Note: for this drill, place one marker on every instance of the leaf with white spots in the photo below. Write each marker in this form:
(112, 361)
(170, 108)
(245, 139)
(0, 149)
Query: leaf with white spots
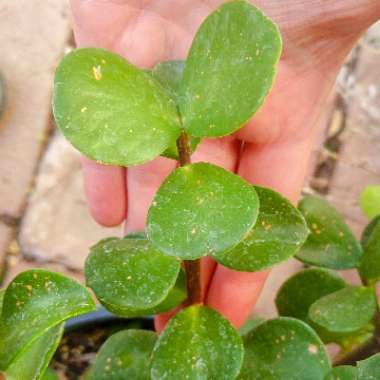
(35, 301)
(130, 277)
(31, 363)
(284, 349)
(169, 74)
(278, 234)
(124, 356)
(197, 343)
(344, 372)
(201, 209)
(330, 244)
(229, 70)
(344, 311)
(301, 290)
(370, 266)
(112, 111)
(369, 369)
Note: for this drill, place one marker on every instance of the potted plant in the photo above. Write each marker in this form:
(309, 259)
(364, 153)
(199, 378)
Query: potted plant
(115, 113)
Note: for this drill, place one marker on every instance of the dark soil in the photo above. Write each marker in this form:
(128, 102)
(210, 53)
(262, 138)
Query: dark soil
(79, 346)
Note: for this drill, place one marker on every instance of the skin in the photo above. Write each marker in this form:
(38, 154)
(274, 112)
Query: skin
(317, 36)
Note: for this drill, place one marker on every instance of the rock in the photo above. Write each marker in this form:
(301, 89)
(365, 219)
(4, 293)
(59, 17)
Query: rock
(57, 226)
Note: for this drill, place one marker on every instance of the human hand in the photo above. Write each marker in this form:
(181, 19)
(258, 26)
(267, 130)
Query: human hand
(317, 36)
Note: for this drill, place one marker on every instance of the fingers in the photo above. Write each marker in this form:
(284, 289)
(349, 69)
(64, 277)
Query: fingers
(282, 167)
(105, 192)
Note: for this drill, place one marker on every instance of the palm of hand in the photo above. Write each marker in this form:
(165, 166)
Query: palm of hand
(277, 141)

THE TASK. Please reproduce, word for word, every line from the line with "of the fingers" to the final line above, including both ends.

ANSWER TO THIS TASK.
Note: for this drill, place one marker on every instance of the fingers in the photo above. Write each marker in this form:
(284, 289)
(349, 69)
(64, 277)
Query: fingers
(282, 167)
(105, 192)
Note: for this drill, place one marker on every instance of the palm of hand in the photo above. Write each marker in this form:
(165, 166)
Query: palm of hand
(277, 141)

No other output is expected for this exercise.